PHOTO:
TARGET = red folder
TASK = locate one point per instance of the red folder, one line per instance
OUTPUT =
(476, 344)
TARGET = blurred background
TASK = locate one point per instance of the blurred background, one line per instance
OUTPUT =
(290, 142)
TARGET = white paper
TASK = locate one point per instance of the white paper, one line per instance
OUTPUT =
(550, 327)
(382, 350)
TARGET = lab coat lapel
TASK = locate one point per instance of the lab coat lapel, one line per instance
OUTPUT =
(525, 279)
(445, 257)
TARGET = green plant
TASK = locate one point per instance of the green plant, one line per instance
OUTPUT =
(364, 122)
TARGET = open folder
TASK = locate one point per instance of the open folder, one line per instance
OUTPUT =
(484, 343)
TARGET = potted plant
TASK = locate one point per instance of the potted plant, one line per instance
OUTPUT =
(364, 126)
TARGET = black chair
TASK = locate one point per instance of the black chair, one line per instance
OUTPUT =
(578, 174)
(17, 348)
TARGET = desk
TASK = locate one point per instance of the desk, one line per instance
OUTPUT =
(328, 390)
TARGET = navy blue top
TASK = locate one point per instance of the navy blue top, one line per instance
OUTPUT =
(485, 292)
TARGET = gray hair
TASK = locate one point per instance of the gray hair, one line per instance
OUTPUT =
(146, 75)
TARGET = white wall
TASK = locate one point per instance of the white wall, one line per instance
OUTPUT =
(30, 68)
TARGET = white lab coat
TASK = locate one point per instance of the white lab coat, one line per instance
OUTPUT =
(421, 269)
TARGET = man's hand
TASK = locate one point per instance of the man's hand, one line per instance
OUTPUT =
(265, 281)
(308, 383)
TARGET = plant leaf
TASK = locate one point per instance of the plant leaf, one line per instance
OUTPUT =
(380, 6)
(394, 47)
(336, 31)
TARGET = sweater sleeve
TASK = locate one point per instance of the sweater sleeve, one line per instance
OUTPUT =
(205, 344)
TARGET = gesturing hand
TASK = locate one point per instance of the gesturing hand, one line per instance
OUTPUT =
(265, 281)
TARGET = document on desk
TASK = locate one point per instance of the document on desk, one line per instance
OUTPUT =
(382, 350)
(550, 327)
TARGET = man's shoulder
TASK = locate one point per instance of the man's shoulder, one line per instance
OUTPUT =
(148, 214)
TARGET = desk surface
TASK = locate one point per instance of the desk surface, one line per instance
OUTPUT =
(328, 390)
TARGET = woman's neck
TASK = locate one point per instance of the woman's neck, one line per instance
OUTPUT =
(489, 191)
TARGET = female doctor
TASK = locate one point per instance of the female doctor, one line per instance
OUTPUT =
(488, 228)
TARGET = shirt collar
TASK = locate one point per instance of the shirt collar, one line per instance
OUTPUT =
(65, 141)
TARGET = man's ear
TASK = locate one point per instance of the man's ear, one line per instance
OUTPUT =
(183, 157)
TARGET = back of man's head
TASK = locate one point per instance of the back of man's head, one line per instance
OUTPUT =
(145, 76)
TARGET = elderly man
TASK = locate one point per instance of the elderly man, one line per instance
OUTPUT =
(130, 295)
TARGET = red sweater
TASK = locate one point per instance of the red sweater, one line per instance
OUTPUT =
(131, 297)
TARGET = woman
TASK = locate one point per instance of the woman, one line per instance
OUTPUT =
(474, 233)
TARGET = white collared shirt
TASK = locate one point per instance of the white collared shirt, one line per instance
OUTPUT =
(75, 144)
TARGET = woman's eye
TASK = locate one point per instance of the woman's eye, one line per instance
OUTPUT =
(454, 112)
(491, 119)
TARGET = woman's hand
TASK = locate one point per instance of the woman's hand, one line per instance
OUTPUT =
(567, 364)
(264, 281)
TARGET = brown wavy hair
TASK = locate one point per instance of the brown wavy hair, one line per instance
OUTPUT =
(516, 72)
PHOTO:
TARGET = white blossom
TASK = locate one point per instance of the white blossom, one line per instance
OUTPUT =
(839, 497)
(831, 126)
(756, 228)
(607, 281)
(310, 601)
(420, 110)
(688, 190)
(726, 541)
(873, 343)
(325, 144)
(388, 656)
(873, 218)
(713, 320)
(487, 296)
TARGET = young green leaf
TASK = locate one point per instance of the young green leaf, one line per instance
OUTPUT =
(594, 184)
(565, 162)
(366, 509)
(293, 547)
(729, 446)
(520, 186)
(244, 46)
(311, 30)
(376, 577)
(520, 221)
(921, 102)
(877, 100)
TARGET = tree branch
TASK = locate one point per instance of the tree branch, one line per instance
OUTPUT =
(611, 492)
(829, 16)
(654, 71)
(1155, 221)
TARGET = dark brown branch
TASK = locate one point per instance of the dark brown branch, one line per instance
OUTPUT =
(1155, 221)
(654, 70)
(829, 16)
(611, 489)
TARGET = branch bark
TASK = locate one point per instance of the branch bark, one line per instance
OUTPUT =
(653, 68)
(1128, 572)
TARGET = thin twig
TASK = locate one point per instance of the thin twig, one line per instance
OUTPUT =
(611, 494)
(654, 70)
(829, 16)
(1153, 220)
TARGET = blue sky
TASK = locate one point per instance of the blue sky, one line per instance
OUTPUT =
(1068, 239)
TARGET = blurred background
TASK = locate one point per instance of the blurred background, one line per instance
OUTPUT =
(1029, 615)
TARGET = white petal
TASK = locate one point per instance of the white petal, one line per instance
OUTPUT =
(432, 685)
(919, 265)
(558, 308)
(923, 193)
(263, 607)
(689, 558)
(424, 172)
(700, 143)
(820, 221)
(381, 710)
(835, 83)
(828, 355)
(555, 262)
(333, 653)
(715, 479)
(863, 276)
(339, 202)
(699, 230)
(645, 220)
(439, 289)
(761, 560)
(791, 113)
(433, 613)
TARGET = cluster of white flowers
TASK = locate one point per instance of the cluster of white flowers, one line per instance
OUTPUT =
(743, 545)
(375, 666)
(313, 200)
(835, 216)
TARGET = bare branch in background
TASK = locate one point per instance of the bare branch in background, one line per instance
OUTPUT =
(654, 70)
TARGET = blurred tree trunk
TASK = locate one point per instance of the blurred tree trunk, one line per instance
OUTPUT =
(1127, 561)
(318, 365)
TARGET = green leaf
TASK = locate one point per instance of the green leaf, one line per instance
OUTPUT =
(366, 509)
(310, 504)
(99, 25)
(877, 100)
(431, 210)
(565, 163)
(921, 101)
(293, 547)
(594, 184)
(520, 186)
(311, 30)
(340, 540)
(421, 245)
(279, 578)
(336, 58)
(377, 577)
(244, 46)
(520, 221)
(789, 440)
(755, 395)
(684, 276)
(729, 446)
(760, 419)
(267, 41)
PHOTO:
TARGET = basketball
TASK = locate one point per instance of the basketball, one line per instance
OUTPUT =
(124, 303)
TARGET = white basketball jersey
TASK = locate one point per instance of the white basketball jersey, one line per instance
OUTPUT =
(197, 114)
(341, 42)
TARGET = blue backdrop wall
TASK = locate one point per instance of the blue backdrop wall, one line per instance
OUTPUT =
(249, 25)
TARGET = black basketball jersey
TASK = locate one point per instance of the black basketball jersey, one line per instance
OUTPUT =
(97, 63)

> **Work instructions**
Copy these items again word for word, reproducing every line without changes.

> **Exercise response**
PHOTO:
TARGET = red folder
TASK = locate one point per instance of the red folder, one line per instance
OUTPUT =
(476, 344)
TARGET = blurred background
TASK = locate one point per instance of the blurred background, one line per instance
OUTPUT =
(290, 142)
TARGET = white paper
TASK = locate one point per instance of the white paper, one line per instance
OUTPUT =
(550, 327)
(382, 350)
TARGET = lab coat lapel
TASK = locate one point per instance of the lab coat lapel, one line per instance
OUTPUT =
(525, 279)
(445, 257)
TARGET = green plant
TASK = locate one point per instance of the green plant, one line per instance
OUTPUT =
(364, 122)
TARGET = open folder
TASK = locate one point per instance of the open folder, one line per instance
OUTPUT =
(484, 343)
TARGET = potted plant
TASK = locate one point per instance of the potted plant, one line per instance
OUTPUT =
(364, 126)
TARGET = black chair
TASK = locate one point per instance of the black chair, one line per instance
OUTPUT =
(578, 174)
(17, 348)
TARGET = desk
TASK = locate one point per instance of the desk, one line per instance
OUTPUT =
(328, 390)
TARGET = navy blue top
TASK = locate one point per instance of the navy blue top, one line per instance
OUTPUT =
(485, 292)
TARGET = gray hair
TASK = locate one point per instance of the gray hair, one line per instance
OUTPUT =
(146, 75)
TARGET = white wall
TASK = locate one point per instance of the white wall, one line per instance
OUTPUT =
(30, 68)
TARGET = white lab coat
TASK = locate one point per instance of the white lab coat, one line per instance
OUTPUT =
(421, 269)
TARGET = man's hand
TASK = locate one point per instance of the man's hand, one line per instance
OUTPUT =
(265, 281)
(308, 383)
TARGET = plant leaf
TASK = locate one point per instance of the plant leaf, one line per instance
OUTPUT =
(380, 6)
(394, 47)
(336, 31)
TARGET = sweater sleeve
TASK = locate one point per instance of the sweater sleeve, one line per instance
OUTPUT =
(205, 344)
TARGET = gesturing hand
TASK = locate one point per instance of the gesturing hand, one line per instance
OUTPUT =
(265, 281)
TARGET = document on desk
TASK = locate one point per instance of the document on desk, one line per instance
OUTPUT =
(382, 350)
(550, 327)
TARGET = man's shoulder
TASK = locate one point per instance of the man's shoulder, one line per instance
OUTPUT =
(148, 214)
TARGET = desk surface
TASK = locate one point per instance of the desk surface, one line per instance
OUTPUT =
(328, 390)
TARGET = woman's neck
TASK = locate one point per instance of the woman's neck, one line per instance
OUTPUT =
(489, 191)
TARGET = female doctor
TASK = locate one point per instance of the female doctor, one line per instance
OUTPUT =
(488, 228)
TARGET = shirt collar
TASK = locate one point per instance of the shirt collar, one line per instance
OUTPUT =
(65, 141)
TARGET = man's ear
TASK = locate one point per instance of the man's ear, one line per instance
OUTPUT =
(183, 157)
TARGET = back of man's head
TASK = locate one point per instance of the back of man's head, one line per instance
OUTPUT =
(145, 76)
TARGET = elderly man
TASK = locate one point per instance of the elderly man, one line per instance
OUTPUT =
(130, 295)
TARGET = red sweater
TASK = locate one point per instance of the red sweater, one line per instance
OUTPUT =
(131, 297)
TARGET = woman
TASK = locate one point per instance of the woman, one line per instance
OUTPUT =
(474, 233)
TARGET = white collared shirt
TASK = locate one point per instance of the white collared shirt, one line per instance
OUTPUT =
(75, 144)
TARGET = woman's eye
TASK = locate one point per instance of the woman's eye, one line per instance
OUTPUT =
(454, 112)
(491, 119)
TARGET = woman's hand
TASK = locate one point per instance of the woman's hand, one line per instance
OUTPUT =
(567, 364)
(264, 281)
TARGET = brown wavy hair
TASK = locate one point per instance of the brown wavy hair, one line per instance
OUTPUT =
(516, 72)
PHOTO:
TARGET = white blossom
TASK = locate one point per instance of the white blossom, one line per instance
OUTPUT =
(839, 497)
(831, 126)
(756, 228)
(607, 281)
(310, 601)
(420, 110)
(688, 190)
(726, 541)
(873, 343)
(325, 144)
(388, 656)
(873, 218)
(713, 320)
(487, 296)
TARGET = young green leaf
TASK = locate one point per instance of the young green leaf, one line per instance
OUTPUT =
(594, 184)
(565, 162)
(366, 509)
(293, 547)
(729, 446)
(520, 186)
(244, 46)
(311, 30)
(376, 577)
(520, 221)
(921, 102)
(877, 100)
TARGET = tree branch
TASK = locate one point per instance of the tree branch, one line per instance
OUTPUT =
(611, 492)
(829, 16)
(654, 71)
(1155, 221)
TARGET = dark brown branch
TASK = locate one point per instance of the dark brown branch, one line per instance
OUTPUT =
(1155, 221)
(654, 70)
(829, 16)
(611, 489)
TARGET = branch bark
TASK = locate one point per instance of the branch bark, one line per instance
OUTPUT =
(653, 68)
(1128, 572)
TARGET = thin twig
TASK = locate one point per instance of the thin twig, one line per instance
OUTPUT =
(611, 494)
(654, 70)
(829, 16)
(1153, 220)
TARGET = blue sky
TASK = locate one point per instance of the blue sky, one line per instance
OUTPUT =
(1068, 239)
TARGET = blurred background
TASK = locate one point per instance of the blurred background, one line per instance
OUTPUT =
(1029, 615)
TARGET = white petal
TASK = locate one point per instance of the white petal, one line per instance
OUTPUT =
(432, 685)
(919, 265)
(558, 308)
(923, 193)
(263, 607)
(689, 558)
(424, 172)
(700, 143)
(820, 221)
(381, 710)
(835, 83)
(828, 355)
(555, 262)
(333, 653)
(715, 479)
(863, 276)
(339, 202)
(699, 230)
(645, 220)
(439, 289)
(761, 560)
(791, 113)
(433, 613)
TARGET = cluster of white flowers
TASK = locate one point per instance of the cluster of white flowers, one line per instance
OUTPUT =
(743, 545)
(375, 666)
(313, 200)
(835, 216)
TARGET = bare branch in background
TASK = locate one point per instance of the bare branch in background, one line per instance
OUTPUT =
(654, 70)
TARGET = blurred tree trunk
TASK = locate one point per instance of the blurred tree trunk, one line per instance
OUTPUT =
(1127, 561)
(318, 365)
TARGET = green leaf
TASK = locate one point per instance of the green leaf, one line per instance
OUTPUT =
(366, 509)
(310, 504)
(99, 25)
(877, 100)
(431, 210)
(565, 163)
(921, 101)
(293, 547)
(594, 184)
(520, 186)
(311, 30)
(340, 540)
(421, 245)
(279, 578)
(336, 58)
(377, 577)
(244, 46)
(520, 221)
(789, 440)
(755, 395)
(684, 276)
(729, 446)
(760, 419)
(267, 41)
PHOTO:
TARGET = basketball
TASK = locate one point per instance of the basketball, one line per instance
OUTPUT =
(124, 303)
TARGET = white basketball jersey
TASK = locate one point per instance of the white basketball jersey, one line per instance
OUTPUT =
(197, 114)
(341, 42)
TARGET = blue backdrop wall
TASK = locate one point per instance of the blue backdrop wall, one line per instance
OUTPUT =
(249, 25)
TARGET = black basketball jersey
TASK = locate one point per instance of the black basketball jersey, one line per instance
OUTPUT =
(97, 63)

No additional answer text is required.